▶ **WHAT YOU ARE ASKED TO DO**
Which lines in the rows below contain the string "dirt", with case mattering? Gather every such line and copy it out in full.

▶ **Point annotation rows**
──────────
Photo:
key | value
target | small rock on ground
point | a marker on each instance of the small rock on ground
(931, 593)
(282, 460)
──────────
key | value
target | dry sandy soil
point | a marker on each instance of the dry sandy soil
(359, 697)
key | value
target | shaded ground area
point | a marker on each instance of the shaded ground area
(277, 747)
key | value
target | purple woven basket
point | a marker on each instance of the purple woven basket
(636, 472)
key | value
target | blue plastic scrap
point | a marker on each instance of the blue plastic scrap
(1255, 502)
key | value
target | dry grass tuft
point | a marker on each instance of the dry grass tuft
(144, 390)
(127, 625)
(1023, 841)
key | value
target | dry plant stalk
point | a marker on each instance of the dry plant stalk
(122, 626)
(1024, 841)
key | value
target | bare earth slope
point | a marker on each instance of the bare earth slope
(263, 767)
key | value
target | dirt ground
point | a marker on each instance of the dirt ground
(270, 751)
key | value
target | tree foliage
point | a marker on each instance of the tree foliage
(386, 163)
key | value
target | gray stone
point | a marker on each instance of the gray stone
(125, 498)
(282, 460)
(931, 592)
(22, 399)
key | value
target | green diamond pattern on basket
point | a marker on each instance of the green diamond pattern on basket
──────────
▶ **RESULT**
target | dirt ground
point | a marker on each instance of the dirt ground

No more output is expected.